*MATERIAL PROVIDED*:
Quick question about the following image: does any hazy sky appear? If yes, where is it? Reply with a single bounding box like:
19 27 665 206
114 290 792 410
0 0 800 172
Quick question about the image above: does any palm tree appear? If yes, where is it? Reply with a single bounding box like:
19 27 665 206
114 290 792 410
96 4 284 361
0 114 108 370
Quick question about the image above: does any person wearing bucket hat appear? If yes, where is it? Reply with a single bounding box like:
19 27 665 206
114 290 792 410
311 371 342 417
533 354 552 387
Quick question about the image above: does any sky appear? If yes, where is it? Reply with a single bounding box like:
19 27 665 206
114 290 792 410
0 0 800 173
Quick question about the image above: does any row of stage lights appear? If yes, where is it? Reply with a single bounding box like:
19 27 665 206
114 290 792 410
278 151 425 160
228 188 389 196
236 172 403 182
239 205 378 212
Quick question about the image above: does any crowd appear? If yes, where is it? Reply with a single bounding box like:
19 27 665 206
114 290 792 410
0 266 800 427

--

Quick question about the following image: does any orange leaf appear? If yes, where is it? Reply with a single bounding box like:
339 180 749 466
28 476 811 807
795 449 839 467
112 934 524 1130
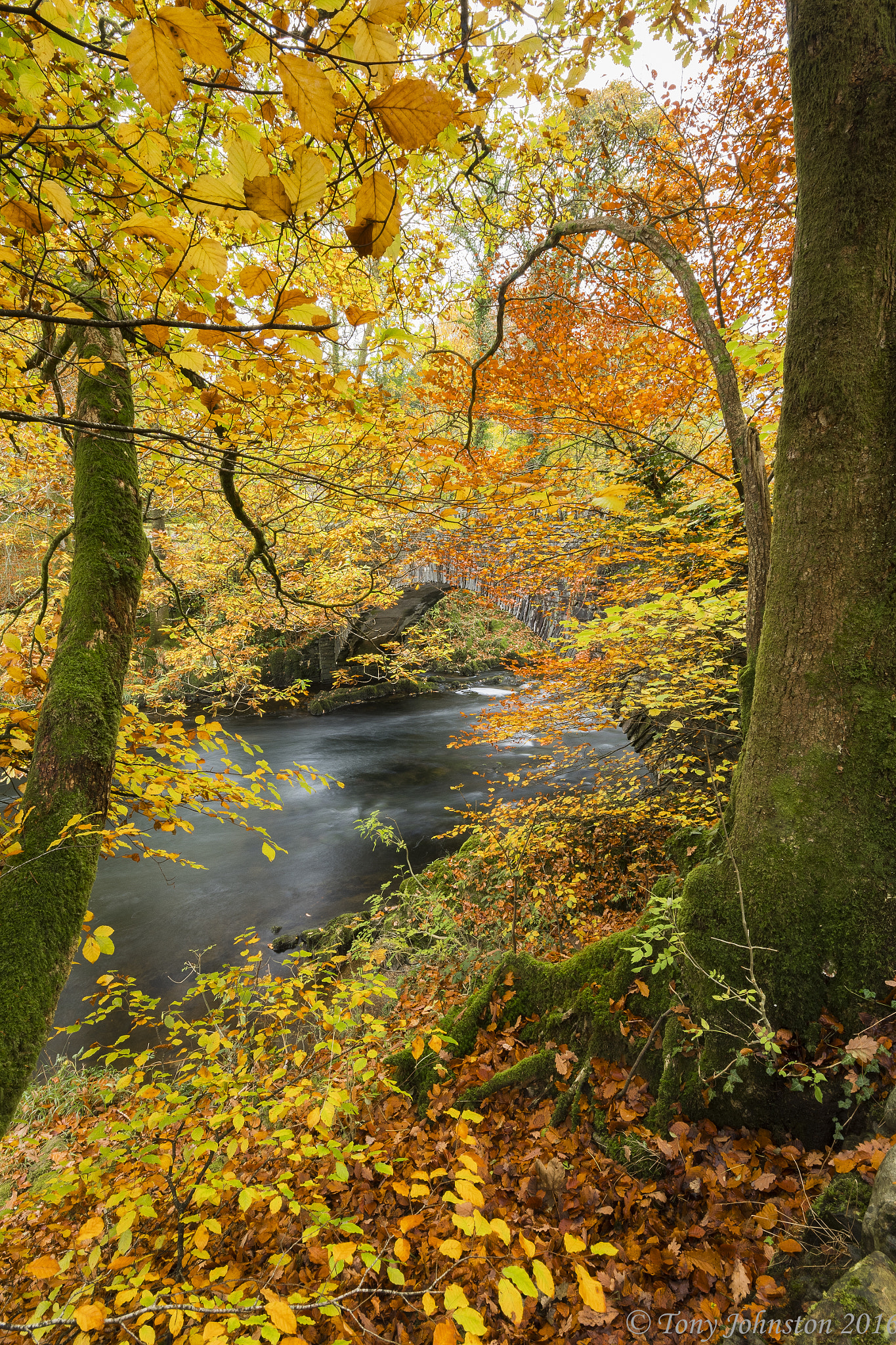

*EXERCISE DETAILS*: Please repeat the lines word for word, starting at the line that contains "Quick question about the following image: does any hazy" and ending at the line that contains "0 266 800 427".

*PROBLEM SOLUTION*:
Quick question about the following image: does any hazy sky appear? If yes, where is it? Reply with a single bounding box like:
19 27 665 206
114 290 792 410
0 0 800 172
Quick question about the image above: does any palm tree appear? If yes, where is it? Reply with a single bounding box like:
19 27 665 206
114 290 792 410
96 4 284 361
0 114 108 370
Quick question about the image above: does any person wearing bucket hat appear? If yes, where is it? Reply with a single bounding box like:
19 27 665 206
114 290 792 410
311 371 342 417
533 354 552 387
Quick question about the image above: does any sky appear? If yes, where is it? Reply with a single bounding box like:
19 27 665 206
114 290 792 410
0 0 800 173
Quick question about the image above: does any row of stage lights appear? If yes, where is it? Reply with a single bounding box like:
19 27 665 206
114 290 792 410
278 151 425 160
228 188 389 196
236 172 403 182
239 205 378 212
Quick question about the image above: does any crowd appear? If yes, where is it? Reply with a single bounding box like:
19 27 665 206
114 290 792 410
0 266 800 427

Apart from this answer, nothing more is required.